(PROBLEM DESCRIPTION) If an entry below contains an image, drop the image and retype the rest exactly.

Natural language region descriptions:
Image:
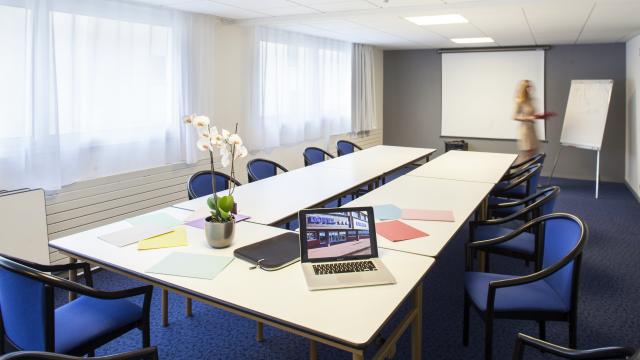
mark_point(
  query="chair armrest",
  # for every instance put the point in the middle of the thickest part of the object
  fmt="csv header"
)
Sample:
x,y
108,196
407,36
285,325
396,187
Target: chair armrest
x,y
601,353
85,267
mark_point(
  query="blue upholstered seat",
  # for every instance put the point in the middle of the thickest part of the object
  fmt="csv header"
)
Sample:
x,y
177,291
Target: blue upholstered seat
x,y
536,296
346,147
78,327
86,319
523,243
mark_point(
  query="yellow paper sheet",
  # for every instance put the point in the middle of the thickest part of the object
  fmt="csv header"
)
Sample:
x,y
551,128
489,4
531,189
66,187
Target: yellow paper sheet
x,y
178,237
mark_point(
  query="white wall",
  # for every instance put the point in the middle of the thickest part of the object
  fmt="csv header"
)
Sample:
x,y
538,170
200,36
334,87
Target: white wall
x,y
232,91
632,168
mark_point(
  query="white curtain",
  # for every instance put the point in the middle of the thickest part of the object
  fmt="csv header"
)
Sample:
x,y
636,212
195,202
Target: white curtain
x,y
96,88
301,88
363,117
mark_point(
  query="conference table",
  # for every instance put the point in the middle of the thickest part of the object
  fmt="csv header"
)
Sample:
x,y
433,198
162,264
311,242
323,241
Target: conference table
x,y
472,166
279,298
412,192
277,199
284,301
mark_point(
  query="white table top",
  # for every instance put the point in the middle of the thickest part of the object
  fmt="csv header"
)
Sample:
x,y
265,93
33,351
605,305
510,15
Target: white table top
x,y
273,199
412,192
351,316
467,166
380,159
279,197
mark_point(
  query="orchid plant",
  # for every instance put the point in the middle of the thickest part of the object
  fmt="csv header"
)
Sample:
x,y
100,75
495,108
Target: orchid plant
x,y
230,147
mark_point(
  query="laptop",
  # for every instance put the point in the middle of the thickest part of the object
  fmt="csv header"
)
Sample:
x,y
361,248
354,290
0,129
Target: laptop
x,y
338,248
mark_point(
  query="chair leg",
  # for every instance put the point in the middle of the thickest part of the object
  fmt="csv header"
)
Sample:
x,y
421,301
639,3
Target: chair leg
x,y
543,330
189,308
146,335
465,321
488,338
573,332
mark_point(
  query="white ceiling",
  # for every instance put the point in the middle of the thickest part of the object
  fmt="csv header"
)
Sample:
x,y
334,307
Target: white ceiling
x,y
382,23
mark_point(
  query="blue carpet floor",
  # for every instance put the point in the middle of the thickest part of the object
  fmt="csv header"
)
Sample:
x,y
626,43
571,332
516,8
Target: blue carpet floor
x,y
608,305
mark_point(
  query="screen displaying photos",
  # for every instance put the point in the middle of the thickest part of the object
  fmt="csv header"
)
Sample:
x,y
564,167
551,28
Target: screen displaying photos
x,y
337,234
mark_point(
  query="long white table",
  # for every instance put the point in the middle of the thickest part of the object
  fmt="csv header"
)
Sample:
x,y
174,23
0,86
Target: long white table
x,y
467,166
412,192
278,298
277,199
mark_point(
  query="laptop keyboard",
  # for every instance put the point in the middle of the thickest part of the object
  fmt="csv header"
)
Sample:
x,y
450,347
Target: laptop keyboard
x,y
344,267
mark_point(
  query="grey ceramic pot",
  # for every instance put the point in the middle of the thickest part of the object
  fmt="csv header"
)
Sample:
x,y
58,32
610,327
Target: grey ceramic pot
x,y
219,235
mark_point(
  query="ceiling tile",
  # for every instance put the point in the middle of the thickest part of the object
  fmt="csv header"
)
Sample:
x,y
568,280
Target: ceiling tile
x,y
331,6
612,21
558,22
208,7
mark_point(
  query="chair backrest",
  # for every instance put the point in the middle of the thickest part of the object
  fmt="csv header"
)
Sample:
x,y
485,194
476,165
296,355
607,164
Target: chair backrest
x,y
564,238
313,155
27,307
258,169
199,184
346,147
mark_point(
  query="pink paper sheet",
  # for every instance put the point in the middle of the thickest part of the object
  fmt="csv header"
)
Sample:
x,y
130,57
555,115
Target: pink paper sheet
x,y
397,231
428,215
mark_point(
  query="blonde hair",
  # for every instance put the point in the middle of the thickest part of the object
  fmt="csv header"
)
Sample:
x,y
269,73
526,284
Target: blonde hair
x,y
522,94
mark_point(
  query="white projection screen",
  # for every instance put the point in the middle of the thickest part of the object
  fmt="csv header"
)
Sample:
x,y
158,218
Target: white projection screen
x,y
478,91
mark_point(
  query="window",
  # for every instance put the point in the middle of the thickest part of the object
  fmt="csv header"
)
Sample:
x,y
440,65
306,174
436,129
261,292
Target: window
x,y
97,88
302,88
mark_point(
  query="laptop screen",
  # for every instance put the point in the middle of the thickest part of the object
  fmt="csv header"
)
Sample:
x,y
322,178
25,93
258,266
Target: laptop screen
x,y
336,234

(WRITTEN RESPONSE)
Image:
mark_point(
  query="chair armrest",
  # for every instance put the point in the middle of the thickest part of the object
  fmt="csv header"
)
Sample:
x,y
108,196
407,36
285,325
396,187
Target: chair armrest
x,y
601,353
85,267
mark_point(
  query="blue upholstered seat",
  # for every instance put the point in the middle of the thickest part of the object
  fmt="csv header"
)
Sample:
x,y
177,291
Target: blue upholstered seat
x,y
536,296
346,147
78,327
86,319
523,243
mark_point(
  query="yellow paper sheet",
  # for every instance put the point in the middle of the thickest part of the object
  fmt="csv header"
)
Sample:
x,y
551,128
489,4
531,189
66,187
Target: yellow paper sheet
x,y
178,237
mark_point(
  query="white wall",
  # for every instance put the point in the middle of the thickest part of the object
  fmt="csv header"
)
Sample:
x,y
538,170
200,36
334,87
Target: white wall
x,y
232,91
632,168
mark_point(
  query="white curtain",
  # for every instance put the point in the middle of the thickest part of the object
  fmt="csv header"
)
Sample:
x,y
636,212
195,202
Target: white curtain
x,y
96,88
301,88
363,117
mark_point(
  query="conference table",
  # for every instance put the point in the middle of the thickest part of the object
  fmt="csv header"
)
Sample:
x,y
433,198
162,264
311,242
323,241
Target: conference table
x,y
472,166
279,298
412,192
277,199
284,301
mark_point(
  query="white table top",
  # for every instance put the point in the middle of the thickest part of the object
  fmt="csv header"
)
Sample:
x,y
265,93
33,351
605,305
510,15
Target: white table top
x,y
273,199
412,192
351,316
467,166
380,159
279,197
mark_point(
  query="orchid plant",
  # for every instance put the point in the middle of the thickest part of the object
  fmt="csv header"
)
Sample:
x,y
100,75
495,108
Target: orchid plant
x,y
230,147
mark_point(
  query="laptop",
  # for every instance put the point in the middle of the thickest part of the object
  fmt="csv header"
)
Sample:
x,y
361,248
354,290
0,129
Target: laptop
x,y
338,248
mark_point(
  query="chair leg",
  # for every instance put the point in the middle of the thickest part of the object
  fmt="csv header"
)
Sample:
x,y
421,301
639,3
Target: chair leg
x,y
543,330
189,308
146,335
465,321
488,338
573,332
mark_point(
  query="white ceiling",
  # for every instance put the point in the middle of the thickest part of the object
  fmt="csv header"
)
Sample:
x,y
334,307
Target: white ceiling
x,y
382,23
mark_point(
  query="blue carpet floor",
  # for every instance put the point in the middle of the thickest part of the object
  fmt="csv header"
)
Sample:
x,y
626,43
571,332
516,8
Target: blue carpet floor
x,y
608,305
mark_point(
  query="screen displaying photos",
  # for every instance put the point in the middle of the thickest part of the object
  fmt="csv header"
)
Sample:
x,y
564,167
551,28
Target: screen displaying photos
x,y
337,234
mark_point(
  query="long white table",
  # for every instance put the point in the middle of the thickest part of the object
  fmt="csv header"
)
Sample:
x,y
174,23
0,86
Target: long white table
x,y
467,166
412,192
278,298
277,199
mark_point(
  query="laptop keyboard",
  # for every instance put the point in the middle of the thickest part of the object
  fmt="csv header"
)
Sample:
x,y
450,347
Target: laptop keyboard
x,y
344,267
mark_point(
  query="grey ceramic pot",
  # for every instance put the point in the middle of the thickest part of the object
  fmt="csv header"
)
Sample:
x,y
58,32
610,327
Target: grey ceramic pot
x,y
219,235
mark_point(
  query="ceiling tile",
  # for every instance put the point in the middle of the thickest part of the object
  fmt="csv header"
)
Sample:
x,y
568,280
Target: ceiling tile
x,y
331,6
612,21
558,22
208,7
mark_point(
  query="chair backrest",
  # for every instance put the point in the middle of the thickest part of the object
  fmt="csv header"
)
Sample:
x,y
485,194
476,165
296,355
607,164
Target: chair backrest
x,y
564,238
313,155
27,307
258,169
199,184
346,147
mark_point(
  query="pink paper sheet",
  # for every instance put the point in the middle of the thickest part of the object
  fmt="csv header"
)
Sample:
x,y
130,57
555,115
Target: pink paper sheet
x,y
397,231
428,215
mark_point(
  query="blonde hair",
  # for every instance put the point in the middle of the thickest part of the object
  fmt="csv header"
)
Sample:
x,y
269,73
526,284
Target: blonde hair
x,y
522,94
mark_point(
  query="white projection screen",
  # for every instance put the point in the middle of the thickest part of the object
  fmt="csv header"
)
Sample:
x,y
158,218
Target: white projection screen
x,y
478,91
mark_point(
  query="window",
  # for every instance put the point in the middle of the thickest part of the object
  fmt="csv header"
)
Sample:
x,y
440,65
306,174
436,129
261,292
Target: window
x,y
97,88
302,88
mark_point(
  query="laptop screen",
  # for every instance put the point in the middle of the thickest part of the object
  fmt="csv header"
)
Sample:
x,y
322,178
25,93
258,266
Target: laptop screen
x,y
336,234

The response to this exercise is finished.